Tasks and exercises
**a)** In the Memphis Supercluster article, how many GPUs can the current 7-megawatt grid supply sustain?
**b)** Reproduce the portion of the Memphis Supercluster article starting with "The training was" and going on through "in the world!".

***** Document segment *****

Elon Musk has officially announced the commencement of GROK 3 training at the Memphis supercomputer facility, equipped with NVIDIA’s current-generation H100 GPUs. The facility, which Musk refers to as ‘the most powerful AI training cluster in the world,’ began operating on Monday with the aid of 100,000 liquid-cooled H100 GPUs on a single RDMA fabric.
The training was scheduled at 4:20 am local time in Memphis. In his subsequent tweet, Musk stated that the world’s “most advanced AI” could be developed by December of this year. Musk also tweeted about the achievement on X and congratulated the teams from xAI, X, and NVIDIA for their excellent work.
Nice work by @xAI team, @X team, @Nvidia & supporting companies getting Memphis Supercluster training started at ~4:20am local time.With 100k liquid-cooled H100s on a single RDMA fabric, it’s the most powerful AI training cluster in the world!
— Elon Musk (@elonmusk) July 22, 2024
xAI shifts strategy and cancels Oracle server deal
The announcement comes in the wake of the recent cancellation of a $10 billion server deal between xAI and Oracle. Musk indicated that the xAI Gigafactory of Compute, initially expected to be operational by the fall of 2025, has started operations ahead of schedule.
xAI had earlier outsourced its AI chips from Oracle but decided to disengage in order to develop its own advanced supercomputer. The project now plans to harness the potential of the state-of-the-art H100 GPUs that cost around $30,000 each. GROK 2 used 20,000 GPUs, and GROK 3 needed five times as many GPUs to build a more sophisticated AI chatbot.
Also Read:Elon Musk seeks public opinion on $5 billion xAI investment for Tesla
This is quite surprising, especially because NVIDIA has just recently announced the upcoming release of the H200 GPUs, which are based on the Hopper architecture. The decision to begin training with H100 GPUs instead of waiting for the H200 or the forthcoming Blackwell-based B100 and B200 GPUs. The H200 GPUs, which entered mass production in Q2, promise significant performance enhancements, but xAI’s immediate focus is on leveraging the existing H100 infrastructure to meet its ambitious targets.
Analyst questions power supply for Memphis Supercluster
Dylan Patel, an expert in AI and semiconductors, initially raised concerns over power concerns with running the Memphis Supercluster. He pointed out that the current grid supply of 7 megawatts can only sustain about 4,000 GPUs. The Tennessee Valley Authority (TVA) is expected to supply 50MW to the facility as a deal that is expected to be signed by the 1st of August. However, the substation that will be needed to meet the full power demand will only be completed in late 2024.

***** Entries supplied *****

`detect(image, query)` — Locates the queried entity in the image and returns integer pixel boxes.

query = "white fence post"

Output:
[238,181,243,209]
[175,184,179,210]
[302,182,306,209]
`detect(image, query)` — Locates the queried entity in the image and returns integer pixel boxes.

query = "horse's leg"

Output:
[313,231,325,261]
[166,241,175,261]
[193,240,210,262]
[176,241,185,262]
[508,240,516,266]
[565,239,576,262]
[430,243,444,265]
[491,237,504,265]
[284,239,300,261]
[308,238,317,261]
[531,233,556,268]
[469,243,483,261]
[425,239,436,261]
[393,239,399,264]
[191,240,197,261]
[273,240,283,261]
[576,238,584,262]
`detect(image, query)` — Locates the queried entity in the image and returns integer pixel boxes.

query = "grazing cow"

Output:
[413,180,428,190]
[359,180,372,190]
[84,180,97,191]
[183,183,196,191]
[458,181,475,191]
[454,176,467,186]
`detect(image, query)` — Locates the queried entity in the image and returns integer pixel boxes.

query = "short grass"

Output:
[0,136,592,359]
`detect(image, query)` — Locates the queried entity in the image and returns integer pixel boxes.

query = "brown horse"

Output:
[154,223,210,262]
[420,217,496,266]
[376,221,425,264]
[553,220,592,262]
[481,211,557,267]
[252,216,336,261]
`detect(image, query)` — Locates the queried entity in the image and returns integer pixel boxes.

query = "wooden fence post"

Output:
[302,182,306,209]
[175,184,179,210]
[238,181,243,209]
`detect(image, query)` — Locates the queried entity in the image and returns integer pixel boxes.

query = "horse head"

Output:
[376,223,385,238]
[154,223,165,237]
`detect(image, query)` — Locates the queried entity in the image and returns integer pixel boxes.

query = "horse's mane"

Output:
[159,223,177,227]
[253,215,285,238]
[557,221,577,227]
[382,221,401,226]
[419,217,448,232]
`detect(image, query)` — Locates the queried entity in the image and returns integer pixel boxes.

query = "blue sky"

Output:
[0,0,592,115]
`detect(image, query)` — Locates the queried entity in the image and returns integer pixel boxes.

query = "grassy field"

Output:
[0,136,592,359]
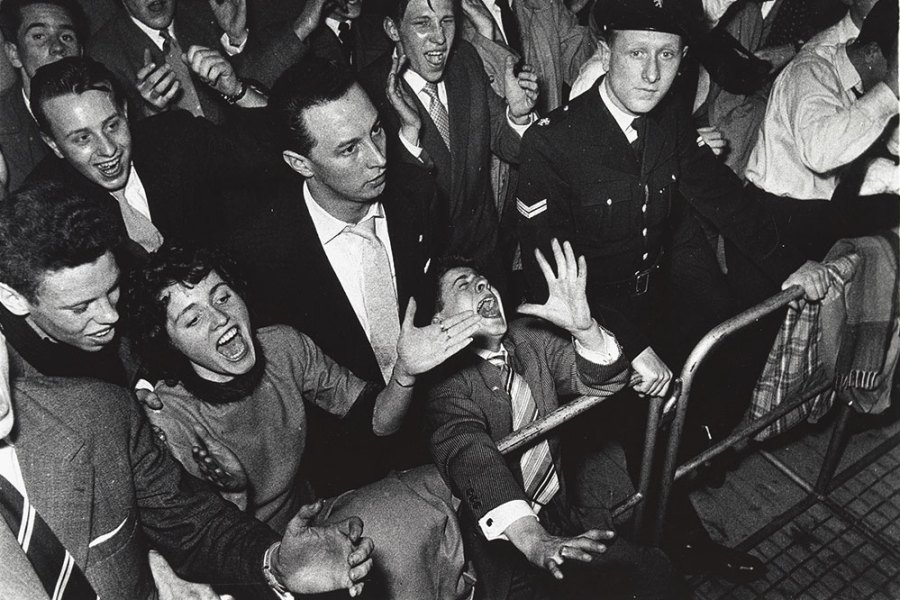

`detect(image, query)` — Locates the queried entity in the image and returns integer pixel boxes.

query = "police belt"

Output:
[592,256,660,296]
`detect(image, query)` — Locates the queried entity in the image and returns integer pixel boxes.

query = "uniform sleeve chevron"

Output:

*****

Exercise answers
**a)** About 4,000 GPUs.

**b)**
The training was scheduled at 4:20 am local time in Memphis. In his subsequent tweet, Musk stated that the world’s “most advanced AI” could be developed by December of this year. Musk also tweeted about the achievement on X and congratulated the teams from xAI, X, and NVIDIA for their excellent work.
Nice work by @xAI team, @X team, @Nvidia & supporting companies getting Memphis Supercluster training started at ~4:20am local time.With 100k liquid-cooled H100s on a single RDMA fabric, it’s the most powerful AI training cluster in the world!